◆ ROWS ◆

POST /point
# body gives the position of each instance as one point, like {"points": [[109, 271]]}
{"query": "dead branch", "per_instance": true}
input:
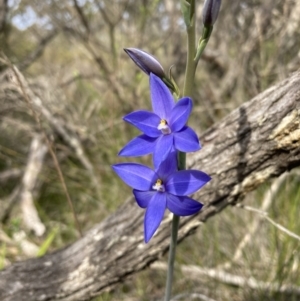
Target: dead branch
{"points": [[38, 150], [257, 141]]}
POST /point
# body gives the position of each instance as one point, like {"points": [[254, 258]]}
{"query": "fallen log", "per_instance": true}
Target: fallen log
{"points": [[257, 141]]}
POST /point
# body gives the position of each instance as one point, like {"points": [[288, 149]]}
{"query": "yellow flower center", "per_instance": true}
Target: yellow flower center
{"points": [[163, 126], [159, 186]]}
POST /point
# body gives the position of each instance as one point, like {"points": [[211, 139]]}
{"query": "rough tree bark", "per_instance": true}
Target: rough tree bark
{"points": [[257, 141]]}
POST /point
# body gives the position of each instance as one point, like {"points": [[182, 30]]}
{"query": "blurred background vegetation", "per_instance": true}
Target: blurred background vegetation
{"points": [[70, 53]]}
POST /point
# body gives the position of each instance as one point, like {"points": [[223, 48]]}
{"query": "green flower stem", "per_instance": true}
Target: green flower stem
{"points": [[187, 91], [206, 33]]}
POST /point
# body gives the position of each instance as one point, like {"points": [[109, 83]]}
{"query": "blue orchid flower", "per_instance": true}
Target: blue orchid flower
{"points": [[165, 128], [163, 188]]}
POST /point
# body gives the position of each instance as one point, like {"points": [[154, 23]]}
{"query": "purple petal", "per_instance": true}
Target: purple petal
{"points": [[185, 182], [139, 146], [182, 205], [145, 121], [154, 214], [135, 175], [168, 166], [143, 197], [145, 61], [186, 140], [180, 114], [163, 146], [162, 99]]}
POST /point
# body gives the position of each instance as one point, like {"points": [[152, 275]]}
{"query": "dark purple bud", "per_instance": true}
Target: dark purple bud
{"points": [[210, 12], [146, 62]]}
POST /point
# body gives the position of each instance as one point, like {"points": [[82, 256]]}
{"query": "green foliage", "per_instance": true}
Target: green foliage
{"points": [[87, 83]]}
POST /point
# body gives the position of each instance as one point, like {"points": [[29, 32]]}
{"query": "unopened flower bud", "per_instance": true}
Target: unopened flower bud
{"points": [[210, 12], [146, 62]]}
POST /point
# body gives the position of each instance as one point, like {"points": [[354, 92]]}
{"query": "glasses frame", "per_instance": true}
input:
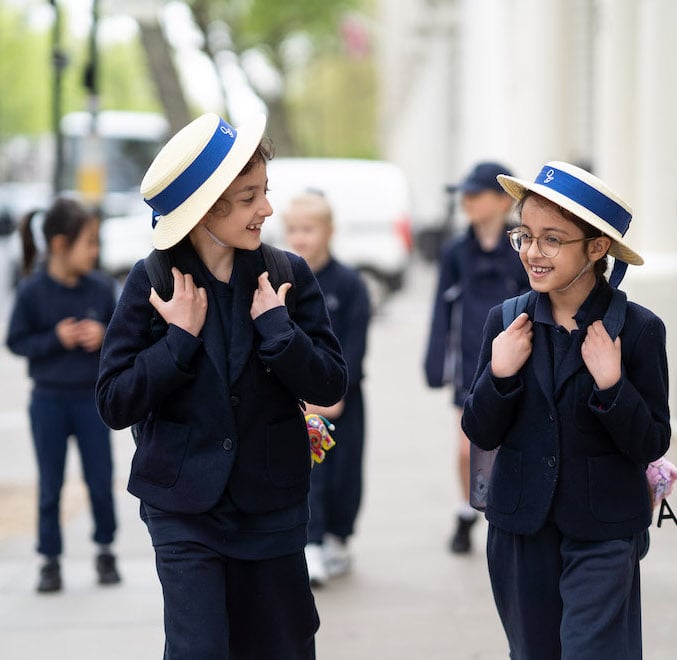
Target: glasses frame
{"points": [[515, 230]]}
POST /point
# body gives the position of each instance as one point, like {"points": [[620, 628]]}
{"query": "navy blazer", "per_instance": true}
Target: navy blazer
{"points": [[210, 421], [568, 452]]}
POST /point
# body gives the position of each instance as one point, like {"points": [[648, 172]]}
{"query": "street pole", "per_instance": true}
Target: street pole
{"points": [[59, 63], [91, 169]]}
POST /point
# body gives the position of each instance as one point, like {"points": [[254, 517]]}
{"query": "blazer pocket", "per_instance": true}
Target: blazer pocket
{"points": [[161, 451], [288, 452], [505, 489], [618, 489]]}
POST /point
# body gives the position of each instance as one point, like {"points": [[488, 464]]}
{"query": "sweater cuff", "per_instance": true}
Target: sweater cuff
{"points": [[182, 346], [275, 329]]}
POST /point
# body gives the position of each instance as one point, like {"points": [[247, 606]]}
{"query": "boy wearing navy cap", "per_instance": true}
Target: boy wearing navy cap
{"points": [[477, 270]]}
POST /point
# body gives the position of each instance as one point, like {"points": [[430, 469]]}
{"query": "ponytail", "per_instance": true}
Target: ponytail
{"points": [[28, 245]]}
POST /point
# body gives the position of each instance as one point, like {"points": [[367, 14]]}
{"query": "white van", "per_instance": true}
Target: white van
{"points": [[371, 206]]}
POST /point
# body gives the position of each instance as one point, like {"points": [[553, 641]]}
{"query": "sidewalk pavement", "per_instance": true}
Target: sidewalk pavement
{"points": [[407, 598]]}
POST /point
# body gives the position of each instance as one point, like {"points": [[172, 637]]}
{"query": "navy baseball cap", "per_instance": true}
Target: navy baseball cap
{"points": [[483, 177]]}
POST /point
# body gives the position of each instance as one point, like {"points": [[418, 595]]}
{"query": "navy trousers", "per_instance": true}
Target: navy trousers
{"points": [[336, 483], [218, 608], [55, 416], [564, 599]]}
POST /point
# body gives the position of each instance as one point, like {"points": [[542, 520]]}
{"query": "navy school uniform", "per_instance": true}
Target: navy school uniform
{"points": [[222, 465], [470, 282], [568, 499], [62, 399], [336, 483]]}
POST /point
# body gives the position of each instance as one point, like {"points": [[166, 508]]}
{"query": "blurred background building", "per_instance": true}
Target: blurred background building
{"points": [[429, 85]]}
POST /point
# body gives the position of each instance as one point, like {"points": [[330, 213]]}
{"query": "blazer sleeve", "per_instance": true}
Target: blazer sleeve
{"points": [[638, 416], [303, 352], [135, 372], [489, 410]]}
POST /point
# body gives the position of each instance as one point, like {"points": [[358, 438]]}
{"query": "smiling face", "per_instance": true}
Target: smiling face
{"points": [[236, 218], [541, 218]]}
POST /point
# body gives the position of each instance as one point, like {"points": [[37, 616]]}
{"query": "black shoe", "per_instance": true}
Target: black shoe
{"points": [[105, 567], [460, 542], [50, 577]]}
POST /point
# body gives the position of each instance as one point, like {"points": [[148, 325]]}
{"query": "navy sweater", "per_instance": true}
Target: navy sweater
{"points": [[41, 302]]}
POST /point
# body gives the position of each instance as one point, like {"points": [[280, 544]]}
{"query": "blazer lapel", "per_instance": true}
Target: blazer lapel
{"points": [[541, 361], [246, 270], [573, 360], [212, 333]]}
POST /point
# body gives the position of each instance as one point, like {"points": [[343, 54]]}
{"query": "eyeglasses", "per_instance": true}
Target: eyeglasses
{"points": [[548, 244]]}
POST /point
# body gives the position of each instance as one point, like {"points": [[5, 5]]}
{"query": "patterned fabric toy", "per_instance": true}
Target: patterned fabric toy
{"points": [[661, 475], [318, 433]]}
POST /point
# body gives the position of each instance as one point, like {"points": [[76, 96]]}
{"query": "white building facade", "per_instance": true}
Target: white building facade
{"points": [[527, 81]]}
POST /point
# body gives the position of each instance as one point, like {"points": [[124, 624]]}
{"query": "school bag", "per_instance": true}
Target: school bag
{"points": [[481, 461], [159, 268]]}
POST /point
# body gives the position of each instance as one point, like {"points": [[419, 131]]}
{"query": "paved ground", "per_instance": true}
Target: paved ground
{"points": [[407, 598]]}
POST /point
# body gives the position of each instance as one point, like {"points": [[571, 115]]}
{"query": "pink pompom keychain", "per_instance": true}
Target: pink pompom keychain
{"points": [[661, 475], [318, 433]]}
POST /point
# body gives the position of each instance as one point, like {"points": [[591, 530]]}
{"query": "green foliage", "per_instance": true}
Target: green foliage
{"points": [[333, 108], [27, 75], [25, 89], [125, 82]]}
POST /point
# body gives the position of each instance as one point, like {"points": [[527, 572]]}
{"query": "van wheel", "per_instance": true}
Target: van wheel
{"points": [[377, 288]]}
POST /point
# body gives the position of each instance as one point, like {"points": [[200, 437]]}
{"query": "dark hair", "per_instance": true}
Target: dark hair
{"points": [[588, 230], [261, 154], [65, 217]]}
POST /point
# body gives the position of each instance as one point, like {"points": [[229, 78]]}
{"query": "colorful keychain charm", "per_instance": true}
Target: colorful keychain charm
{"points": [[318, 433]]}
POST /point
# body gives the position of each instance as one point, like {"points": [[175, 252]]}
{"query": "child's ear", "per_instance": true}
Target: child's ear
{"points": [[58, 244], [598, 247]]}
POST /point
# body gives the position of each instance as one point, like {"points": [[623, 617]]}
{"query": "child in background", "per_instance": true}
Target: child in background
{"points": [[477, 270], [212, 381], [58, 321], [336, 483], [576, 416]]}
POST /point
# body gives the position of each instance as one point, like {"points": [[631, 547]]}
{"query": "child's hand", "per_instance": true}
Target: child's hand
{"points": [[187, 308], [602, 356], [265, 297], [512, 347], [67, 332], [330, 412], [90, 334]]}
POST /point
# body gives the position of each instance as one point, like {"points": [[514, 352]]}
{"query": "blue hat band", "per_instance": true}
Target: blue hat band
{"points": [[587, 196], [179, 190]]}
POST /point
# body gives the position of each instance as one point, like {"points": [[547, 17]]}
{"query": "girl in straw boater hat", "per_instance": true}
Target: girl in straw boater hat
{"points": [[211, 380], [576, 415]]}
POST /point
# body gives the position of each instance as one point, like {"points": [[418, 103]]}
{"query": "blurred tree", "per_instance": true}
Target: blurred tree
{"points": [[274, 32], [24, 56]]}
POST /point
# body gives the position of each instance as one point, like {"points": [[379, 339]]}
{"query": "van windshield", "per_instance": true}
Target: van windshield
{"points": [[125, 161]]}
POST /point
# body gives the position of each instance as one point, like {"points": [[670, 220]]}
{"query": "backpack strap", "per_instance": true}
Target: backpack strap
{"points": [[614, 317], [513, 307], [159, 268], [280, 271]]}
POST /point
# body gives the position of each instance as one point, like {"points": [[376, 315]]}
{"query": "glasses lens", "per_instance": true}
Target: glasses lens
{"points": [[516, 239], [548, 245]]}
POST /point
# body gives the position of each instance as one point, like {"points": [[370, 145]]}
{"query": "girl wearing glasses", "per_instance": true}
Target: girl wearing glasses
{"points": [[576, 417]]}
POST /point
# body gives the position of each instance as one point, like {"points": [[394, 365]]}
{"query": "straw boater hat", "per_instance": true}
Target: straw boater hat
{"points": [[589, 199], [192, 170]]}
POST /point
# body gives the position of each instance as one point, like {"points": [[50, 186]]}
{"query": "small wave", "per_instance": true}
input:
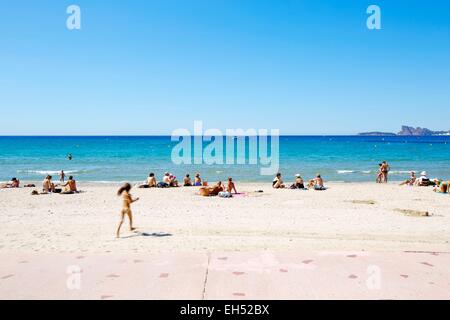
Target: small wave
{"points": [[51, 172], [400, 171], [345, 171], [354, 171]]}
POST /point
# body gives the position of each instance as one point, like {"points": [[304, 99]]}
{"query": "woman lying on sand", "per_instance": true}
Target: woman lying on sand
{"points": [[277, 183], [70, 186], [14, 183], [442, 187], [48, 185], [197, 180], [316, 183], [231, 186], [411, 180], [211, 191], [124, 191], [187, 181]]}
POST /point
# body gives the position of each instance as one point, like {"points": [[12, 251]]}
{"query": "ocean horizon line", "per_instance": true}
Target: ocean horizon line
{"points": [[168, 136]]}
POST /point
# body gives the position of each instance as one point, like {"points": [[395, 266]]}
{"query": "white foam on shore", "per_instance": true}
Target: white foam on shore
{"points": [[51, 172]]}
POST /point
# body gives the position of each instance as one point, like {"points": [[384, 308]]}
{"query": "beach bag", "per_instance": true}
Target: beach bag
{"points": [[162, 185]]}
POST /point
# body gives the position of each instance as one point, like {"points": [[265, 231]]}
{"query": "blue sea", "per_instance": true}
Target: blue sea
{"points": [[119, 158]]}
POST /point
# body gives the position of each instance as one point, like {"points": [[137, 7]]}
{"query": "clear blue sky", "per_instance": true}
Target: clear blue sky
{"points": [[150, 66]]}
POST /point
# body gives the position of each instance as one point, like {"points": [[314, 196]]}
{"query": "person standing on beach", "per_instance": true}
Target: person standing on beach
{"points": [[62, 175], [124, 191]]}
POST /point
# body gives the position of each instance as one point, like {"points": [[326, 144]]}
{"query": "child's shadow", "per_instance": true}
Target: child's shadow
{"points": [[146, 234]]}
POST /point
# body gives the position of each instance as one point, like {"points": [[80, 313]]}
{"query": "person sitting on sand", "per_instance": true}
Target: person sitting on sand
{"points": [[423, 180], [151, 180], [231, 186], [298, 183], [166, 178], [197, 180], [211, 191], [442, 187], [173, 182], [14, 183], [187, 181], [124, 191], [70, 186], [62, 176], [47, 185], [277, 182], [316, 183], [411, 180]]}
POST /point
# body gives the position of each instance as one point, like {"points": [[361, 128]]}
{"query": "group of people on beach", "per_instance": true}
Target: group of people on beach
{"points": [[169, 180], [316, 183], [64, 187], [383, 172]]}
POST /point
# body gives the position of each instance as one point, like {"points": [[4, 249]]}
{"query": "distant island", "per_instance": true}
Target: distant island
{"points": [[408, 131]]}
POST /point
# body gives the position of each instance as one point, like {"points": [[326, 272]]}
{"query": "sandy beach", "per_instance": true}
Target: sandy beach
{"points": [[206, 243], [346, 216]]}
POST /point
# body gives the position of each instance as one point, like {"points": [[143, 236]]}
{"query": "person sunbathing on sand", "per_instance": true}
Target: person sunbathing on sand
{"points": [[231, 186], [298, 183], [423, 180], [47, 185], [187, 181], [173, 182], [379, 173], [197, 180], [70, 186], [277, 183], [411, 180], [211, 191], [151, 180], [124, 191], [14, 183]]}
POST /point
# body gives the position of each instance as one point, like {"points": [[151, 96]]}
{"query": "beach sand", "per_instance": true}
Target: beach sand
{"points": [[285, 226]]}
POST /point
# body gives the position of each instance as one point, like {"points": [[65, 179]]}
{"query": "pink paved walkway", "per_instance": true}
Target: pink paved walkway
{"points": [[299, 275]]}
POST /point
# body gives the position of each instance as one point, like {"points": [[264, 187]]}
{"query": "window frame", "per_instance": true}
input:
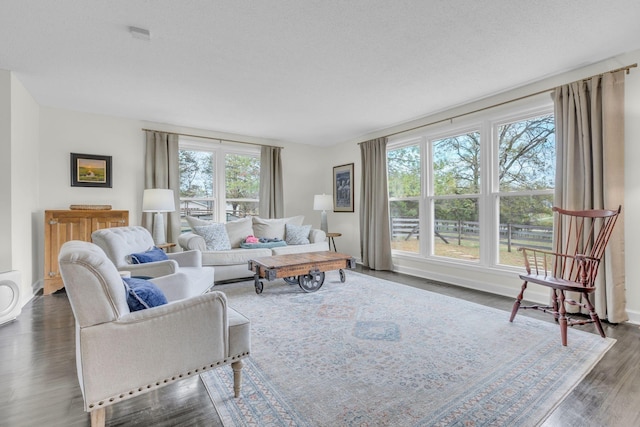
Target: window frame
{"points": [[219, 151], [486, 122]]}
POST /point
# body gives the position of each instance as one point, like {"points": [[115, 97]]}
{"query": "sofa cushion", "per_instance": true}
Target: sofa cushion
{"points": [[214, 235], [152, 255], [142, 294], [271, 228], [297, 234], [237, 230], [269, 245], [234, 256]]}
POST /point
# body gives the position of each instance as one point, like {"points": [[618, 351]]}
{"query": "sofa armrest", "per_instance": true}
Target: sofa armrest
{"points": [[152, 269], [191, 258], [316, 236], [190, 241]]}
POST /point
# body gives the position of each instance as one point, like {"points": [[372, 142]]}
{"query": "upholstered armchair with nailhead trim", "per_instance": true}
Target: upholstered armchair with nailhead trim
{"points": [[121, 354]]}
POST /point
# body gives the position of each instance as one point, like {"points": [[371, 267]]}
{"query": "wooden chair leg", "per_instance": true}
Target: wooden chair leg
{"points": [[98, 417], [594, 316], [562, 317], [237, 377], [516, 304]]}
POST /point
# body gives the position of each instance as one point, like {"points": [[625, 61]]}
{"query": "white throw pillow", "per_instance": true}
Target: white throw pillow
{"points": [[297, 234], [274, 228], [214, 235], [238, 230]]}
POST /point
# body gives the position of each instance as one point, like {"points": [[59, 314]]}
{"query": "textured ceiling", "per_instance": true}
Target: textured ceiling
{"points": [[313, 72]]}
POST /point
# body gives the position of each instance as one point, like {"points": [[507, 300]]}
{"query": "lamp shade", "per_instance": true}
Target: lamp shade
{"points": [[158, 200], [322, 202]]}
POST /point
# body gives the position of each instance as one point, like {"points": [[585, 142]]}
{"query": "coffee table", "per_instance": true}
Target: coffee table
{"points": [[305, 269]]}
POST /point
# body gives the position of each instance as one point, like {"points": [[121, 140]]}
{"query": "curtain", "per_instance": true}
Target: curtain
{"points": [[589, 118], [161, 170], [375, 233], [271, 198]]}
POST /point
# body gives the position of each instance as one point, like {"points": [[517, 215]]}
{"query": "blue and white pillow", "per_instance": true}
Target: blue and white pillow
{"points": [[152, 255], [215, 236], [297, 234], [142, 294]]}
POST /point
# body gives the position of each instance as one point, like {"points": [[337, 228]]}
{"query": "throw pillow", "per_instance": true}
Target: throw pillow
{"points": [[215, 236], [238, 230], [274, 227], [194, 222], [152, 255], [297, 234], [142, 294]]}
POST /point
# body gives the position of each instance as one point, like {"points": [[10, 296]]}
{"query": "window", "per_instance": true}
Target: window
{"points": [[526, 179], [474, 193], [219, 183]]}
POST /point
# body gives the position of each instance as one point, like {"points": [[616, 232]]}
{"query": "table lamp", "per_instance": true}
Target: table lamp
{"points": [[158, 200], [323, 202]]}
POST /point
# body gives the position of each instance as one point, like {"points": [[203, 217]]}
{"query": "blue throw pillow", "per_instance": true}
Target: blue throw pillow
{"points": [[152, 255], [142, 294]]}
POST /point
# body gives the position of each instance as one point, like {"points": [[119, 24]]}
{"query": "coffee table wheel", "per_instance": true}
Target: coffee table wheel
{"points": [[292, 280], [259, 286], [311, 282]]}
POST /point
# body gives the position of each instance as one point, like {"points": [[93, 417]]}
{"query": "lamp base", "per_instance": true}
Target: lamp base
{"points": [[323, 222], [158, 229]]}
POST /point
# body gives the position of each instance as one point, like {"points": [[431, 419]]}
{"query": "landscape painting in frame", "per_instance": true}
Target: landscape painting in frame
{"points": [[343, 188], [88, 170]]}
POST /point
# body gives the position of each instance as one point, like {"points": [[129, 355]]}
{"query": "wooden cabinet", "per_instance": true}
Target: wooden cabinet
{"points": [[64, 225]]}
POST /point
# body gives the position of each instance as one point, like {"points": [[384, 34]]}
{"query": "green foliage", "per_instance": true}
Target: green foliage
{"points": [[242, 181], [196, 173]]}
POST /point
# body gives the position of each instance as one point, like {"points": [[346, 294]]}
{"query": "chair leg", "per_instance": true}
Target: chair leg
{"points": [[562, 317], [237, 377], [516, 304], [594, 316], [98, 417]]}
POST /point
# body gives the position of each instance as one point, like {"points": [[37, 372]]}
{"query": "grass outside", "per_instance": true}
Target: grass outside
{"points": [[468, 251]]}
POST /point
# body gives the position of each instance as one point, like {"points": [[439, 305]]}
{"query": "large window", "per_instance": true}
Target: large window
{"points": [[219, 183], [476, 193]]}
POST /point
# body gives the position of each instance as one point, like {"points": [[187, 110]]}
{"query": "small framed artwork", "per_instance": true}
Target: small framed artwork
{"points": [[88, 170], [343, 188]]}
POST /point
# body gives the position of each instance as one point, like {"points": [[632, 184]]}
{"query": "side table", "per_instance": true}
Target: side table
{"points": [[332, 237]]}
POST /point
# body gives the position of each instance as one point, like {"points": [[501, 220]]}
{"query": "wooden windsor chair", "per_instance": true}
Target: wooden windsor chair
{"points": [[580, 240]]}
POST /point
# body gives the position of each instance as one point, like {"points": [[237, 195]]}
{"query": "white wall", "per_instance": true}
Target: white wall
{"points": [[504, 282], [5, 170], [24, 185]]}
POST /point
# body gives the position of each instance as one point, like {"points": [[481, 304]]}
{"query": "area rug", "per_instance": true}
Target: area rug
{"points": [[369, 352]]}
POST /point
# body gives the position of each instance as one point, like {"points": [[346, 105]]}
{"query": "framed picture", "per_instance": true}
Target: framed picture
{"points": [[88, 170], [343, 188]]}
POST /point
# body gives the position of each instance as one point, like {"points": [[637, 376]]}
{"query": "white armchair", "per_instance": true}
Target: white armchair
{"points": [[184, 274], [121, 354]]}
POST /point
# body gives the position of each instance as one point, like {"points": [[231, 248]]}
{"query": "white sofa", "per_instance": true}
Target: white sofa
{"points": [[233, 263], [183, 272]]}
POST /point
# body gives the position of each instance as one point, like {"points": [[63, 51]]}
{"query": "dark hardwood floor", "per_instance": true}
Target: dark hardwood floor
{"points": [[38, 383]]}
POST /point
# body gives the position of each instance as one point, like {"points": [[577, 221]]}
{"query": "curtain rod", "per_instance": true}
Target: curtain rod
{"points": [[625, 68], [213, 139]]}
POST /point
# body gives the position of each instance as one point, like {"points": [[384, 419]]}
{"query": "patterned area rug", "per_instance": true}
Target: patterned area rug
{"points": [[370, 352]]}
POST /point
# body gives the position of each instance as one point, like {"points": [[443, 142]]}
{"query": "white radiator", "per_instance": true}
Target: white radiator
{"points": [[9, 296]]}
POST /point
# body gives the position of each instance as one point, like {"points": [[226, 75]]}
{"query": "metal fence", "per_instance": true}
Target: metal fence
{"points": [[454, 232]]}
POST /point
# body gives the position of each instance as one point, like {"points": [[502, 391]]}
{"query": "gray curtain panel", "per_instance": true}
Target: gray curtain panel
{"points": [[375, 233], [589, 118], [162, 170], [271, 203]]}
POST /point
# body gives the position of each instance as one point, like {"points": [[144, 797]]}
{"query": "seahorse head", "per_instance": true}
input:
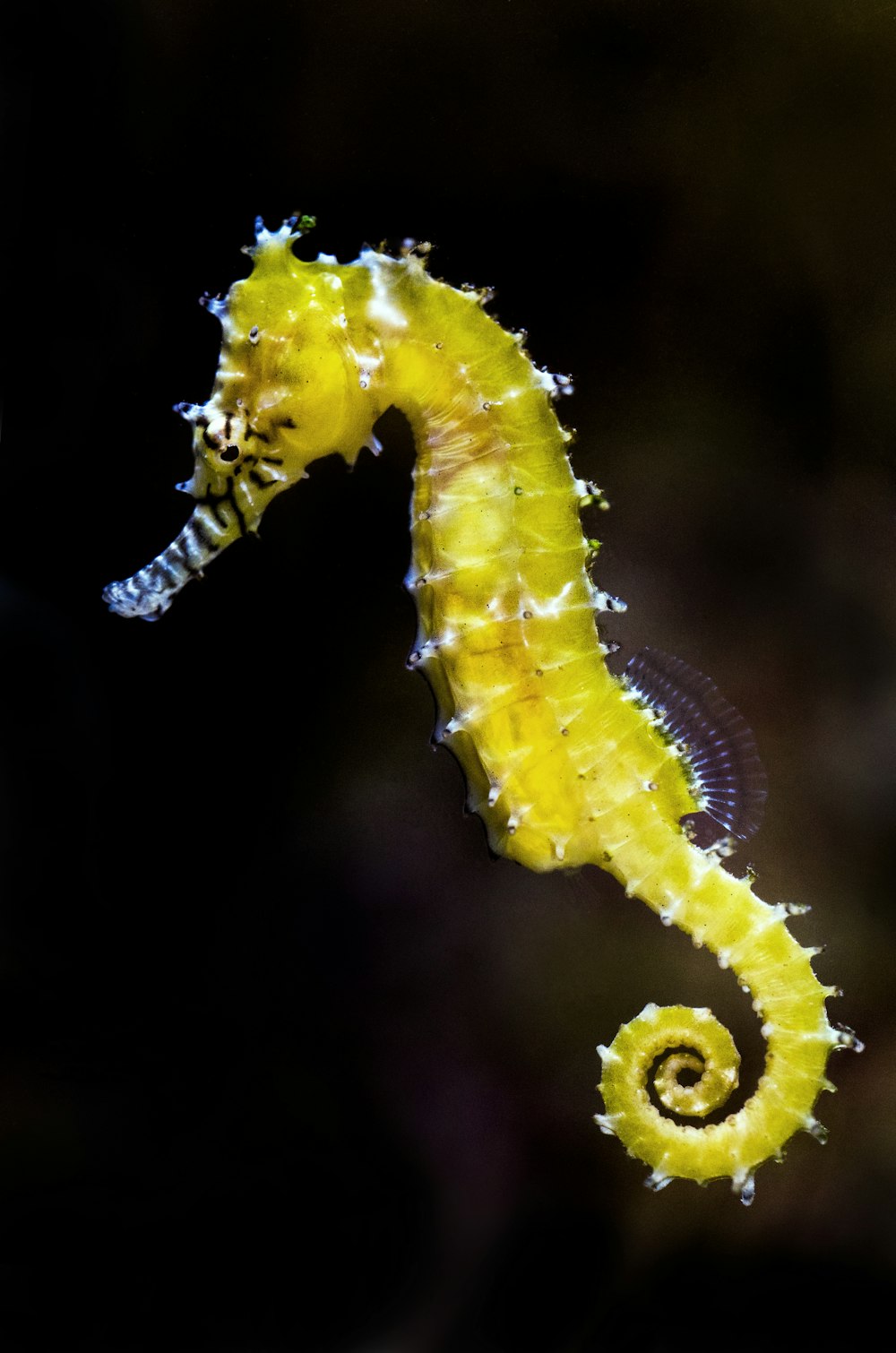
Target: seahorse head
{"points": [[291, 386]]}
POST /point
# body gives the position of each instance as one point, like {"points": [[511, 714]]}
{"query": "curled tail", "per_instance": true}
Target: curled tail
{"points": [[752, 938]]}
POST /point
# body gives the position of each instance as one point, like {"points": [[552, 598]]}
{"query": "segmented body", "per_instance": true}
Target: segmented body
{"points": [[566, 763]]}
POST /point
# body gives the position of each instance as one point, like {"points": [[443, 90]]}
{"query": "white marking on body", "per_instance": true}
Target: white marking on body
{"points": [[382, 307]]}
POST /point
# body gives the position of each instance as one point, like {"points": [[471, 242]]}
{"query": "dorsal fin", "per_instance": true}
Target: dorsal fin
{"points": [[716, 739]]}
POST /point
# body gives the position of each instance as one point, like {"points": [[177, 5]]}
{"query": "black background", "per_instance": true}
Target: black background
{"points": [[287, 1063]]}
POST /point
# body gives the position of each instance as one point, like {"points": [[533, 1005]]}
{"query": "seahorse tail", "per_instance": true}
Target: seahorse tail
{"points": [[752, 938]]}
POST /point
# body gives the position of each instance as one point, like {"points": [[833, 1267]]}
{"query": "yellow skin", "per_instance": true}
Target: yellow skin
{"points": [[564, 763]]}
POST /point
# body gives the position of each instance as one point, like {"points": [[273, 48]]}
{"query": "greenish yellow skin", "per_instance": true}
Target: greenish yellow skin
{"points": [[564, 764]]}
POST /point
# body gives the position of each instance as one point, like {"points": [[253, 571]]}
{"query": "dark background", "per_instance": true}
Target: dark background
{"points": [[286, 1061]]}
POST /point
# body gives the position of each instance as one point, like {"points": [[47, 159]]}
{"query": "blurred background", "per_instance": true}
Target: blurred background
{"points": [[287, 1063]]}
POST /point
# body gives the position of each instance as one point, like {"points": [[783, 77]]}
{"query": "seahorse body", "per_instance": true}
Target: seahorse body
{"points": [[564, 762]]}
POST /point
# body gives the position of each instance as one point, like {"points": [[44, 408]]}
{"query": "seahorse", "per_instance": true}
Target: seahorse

◆ GIVEN PROBLEM ◆
How many lines of the data above contain the string "rough"? Case counts. Reply with the number alone.

◆ FULL SOLUTION ◆
2